作業指示:
以下のレコードで「white」という語を含む行の数を答えよ。数のみを示すこと。
================
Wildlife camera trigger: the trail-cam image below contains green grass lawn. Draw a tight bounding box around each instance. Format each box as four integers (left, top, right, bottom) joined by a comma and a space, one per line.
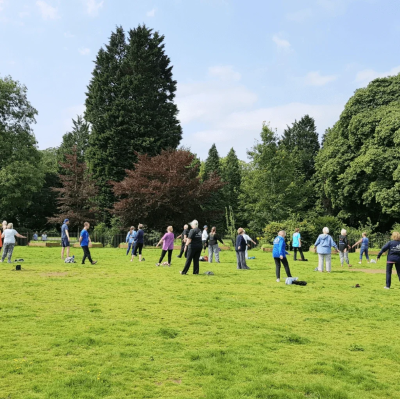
0, 247, 400, 399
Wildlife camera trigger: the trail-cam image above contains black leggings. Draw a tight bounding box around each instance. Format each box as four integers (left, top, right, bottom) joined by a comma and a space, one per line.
274, 258, 292, 278
386, 263, 400, 288
158, 249, 173, 264
132, 242, 143, 256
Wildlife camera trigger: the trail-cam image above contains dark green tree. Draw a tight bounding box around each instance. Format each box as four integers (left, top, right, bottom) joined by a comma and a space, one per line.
58, 115, 90, 166
280, 115, 320, 179
316, 75, 400, 230
203, 144, 221, 180
0, 77, 44, 225
221, 148, 242, 215
85, 25, 182, 217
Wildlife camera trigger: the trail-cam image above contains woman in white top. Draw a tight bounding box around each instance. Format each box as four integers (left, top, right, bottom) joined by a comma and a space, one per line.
0, 223, 26, 263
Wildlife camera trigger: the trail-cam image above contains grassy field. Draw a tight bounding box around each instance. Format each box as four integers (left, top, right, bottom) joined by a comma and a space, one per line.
0, 247, 400, 399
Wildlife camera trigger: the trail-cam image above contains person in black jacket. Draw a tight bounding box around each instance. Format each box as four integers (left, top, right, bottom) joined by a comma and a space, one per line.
180, 220, 203, 274
176, 224, 189, 258
235, 227, 250, 269
206, 227, 224, 263
377, 231, 400, 290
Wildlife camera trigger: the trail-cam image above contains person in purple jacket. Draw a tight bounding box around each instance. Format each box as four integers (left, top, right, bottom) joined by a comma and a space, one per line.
272, 230, 292, 283
156, 226, 175, 266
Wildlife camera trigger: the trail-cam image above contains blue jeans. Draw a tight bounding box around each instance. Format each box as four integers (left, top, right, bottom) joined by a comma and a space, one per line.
360, 247, 369, 260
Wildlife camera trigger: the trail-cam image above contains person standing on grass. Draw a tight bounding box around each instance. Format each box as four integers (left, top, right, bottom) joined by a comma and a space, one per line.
272, 230, 292, 283
61, 219, 70, 259
180, 220, 202, 274
243, 229, 257, 259
339, 229, 352, 267
0, 223, 26, 263
156, 226, 175, 266
314, 227, 338, 273
235, 227, 250, 270
131, 224, 144, 262
126, 226, 137, 255
79, 222, 97, 265
352, 232, 369, 265
292, 228, 308, 262
377, 231, 400, 290
201, 226, 208, 252
207, 227, 224, 263
176, 224, 189, 258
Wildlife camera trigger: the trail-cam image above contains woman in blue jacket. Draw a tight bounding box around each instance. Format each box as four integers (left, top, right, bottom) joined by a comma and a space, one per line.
314, 227, 338, 273
377, 231, 400, 290
125, 226, 137, 255
235, 227, 250, 270
272, 230, 292, 283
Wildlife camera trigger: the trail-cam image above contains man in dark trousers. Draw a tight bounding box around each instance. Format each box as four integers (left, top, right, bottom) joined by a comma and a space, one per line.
79, 222, 97, 265
181, 220, 203, 274
176, 224, 189, 258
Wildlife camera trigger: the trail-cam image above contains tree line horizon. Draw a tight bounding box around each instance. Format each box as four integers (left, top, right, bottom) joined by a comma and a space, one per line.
0, 25, 400, 241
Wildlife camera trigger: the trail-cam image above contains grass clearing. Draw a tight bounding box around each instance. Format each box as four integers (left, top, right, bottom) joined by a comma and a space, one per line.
0, 247, 400, 399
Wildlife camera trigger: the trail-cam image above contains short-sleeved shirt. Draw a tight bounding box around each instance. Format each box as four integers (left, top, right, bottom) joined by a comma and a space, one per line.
182, 229, 189, 241
188, 227, 203, 249
61, 223, 68, 238
292, 233, 301, 248
81, 229, 89, 247
3, 229, 18, 244
162, 233, 175, 251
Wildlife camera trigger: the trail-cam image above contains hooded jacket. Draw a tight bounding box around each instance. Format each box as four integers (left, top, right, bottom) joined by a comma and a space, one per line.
314, 234, 338, 255
272, 236, 289, 258
377, 241, 400, 263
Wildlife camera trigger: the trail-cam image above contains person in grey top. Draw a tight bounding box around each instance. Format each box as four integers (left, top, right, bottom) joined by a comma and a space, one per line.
0, 223, 26, 263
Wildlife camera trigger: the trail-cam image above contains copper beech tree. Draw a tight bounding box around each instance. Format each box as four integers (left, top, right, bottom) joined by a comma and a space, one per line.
48, 146, 98, 226
111, 150, 224, 230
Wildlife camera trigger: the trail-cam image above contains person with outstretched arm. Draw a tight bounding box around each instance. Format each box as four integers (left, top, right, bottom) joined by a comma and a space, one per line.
272, 230, 292, 283
61, 219, 70, 259
176, 224, 189, 258
131, 224, 144, 262
377, 231, 400, 290
235, 227, 250, 270
79, 222, 97, 265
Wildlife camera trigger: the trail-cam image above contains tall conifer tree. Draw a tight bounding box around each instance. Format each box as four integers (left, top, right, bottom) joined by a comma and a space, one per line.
85, 25, 182, 217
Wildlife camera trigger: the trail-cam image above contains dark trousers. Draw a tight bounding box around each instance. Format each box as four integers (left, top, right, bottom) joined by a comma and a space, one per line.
158, 249, 173, 264
82, 245, 93, 265
386, 263, 400, 288
293, 247, 304, 260
182, 247, 203, 274
274, 258, 292, 278
177, 241, 187, 263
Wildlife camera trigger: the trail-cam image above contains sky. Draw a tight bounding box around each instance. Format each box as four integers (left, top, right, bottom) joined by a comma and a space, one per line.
0, 0, 400, 160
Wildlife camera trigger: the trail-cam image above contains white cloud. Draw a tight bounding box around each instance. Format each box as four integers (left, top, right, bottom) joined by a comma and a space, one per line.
272, 35, 291, 50
286, 8, 313, 22
146, 8, 157, 17
355, 65, 400, 86
304, 71, 338, 86
208, 65, 242, 81
176, 71, 343, 159
36, 0, 59, 20
84, 0, 104, 17
78, 47, 90, 55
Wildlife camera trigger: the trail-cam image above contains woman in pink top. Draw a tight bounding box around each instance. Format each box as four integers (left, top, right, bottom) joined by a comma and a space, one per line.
156, 226, 175, 266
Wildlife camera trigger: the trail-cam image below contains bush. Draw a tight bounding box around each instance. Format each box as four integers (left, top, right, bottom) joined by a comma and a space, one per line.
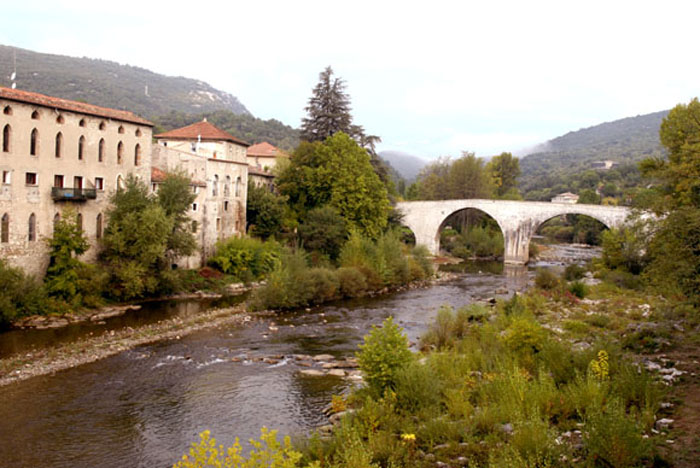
208, 237, 283, 281
535, 268, 561, 291
357, 317, 413, 396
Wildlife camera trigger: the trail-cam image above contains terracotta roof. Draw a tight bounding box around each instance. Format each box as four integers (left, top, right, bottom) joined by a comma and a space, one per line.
248, 166, 275, 178
0, 86, 153, 127
248, 141, 289, 158
155, 119, 250, 146
151, 167, 207, 187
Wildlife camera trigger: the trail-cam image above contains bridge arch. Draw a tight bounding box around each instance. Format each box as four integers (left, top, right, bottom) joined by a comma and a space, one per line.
396, 199, 630, 265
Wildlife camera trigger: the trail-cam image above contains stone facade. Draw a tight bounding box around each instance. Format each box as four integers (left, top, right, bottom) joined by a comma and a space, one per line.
0, 88, 152, 275
396, 199, 631, 265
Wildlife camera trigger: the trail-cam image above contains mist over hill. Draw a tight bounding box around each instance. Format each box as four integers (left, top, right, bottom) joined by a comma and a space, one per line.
0, 45, 250, 118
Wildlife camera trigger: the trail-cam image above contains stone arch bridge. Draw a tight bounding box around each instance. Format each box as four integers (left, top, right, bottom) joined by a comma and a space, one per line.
396, 199, 631, 265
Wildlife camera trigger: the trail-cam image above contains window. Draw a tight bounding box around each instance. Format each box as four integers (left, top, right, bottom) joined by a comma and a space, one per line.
28, 213, 36, 242
2, 124, 12, 153
78, 136, 85, 161
97, 138, 105, 162
56, 132, 63, 158
95, 213, 102, 239
0, 213, 10, 244
29, 128, 39, 156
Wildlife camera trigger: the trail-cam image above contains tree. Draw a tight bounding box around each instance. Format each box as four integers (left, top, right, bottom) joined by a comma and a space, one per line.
279, 132, 390, 238
301, 66, 362, 142
246, 182, 287, 239
486, 153, 520, 198
45, 209, 90, 303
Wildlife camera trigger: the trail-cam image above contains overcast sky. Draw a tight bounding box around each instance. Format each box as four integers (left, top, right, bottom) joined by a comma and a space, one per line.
0, 0, 700, 158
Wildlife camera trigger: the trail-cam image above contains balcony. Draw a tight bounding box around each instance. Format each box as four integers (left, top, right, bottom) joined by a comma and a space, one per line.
51, 187, 97, 201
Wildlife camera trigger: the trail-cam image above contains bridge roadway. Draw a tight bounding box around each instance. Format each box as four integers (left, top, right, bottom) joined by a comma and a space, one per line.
396, 199, 631, 265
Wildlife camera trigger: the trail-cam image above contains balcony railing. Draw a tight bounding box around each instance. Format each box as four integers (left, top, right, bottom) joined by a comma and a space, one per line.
51, 187, 97, 201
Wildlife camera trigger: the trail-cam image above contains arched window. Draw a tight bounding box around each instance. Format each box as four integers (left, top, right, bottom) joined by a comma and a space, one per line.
56, 132, 63, 158
29, 128, 39, 156
78, 136, 85, 161
97, 138, 105, 162
2, 124, 12, 153
95, 213, 102, 239
28, 213, 36, 242
0, 213, 10, 244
================
結果:
2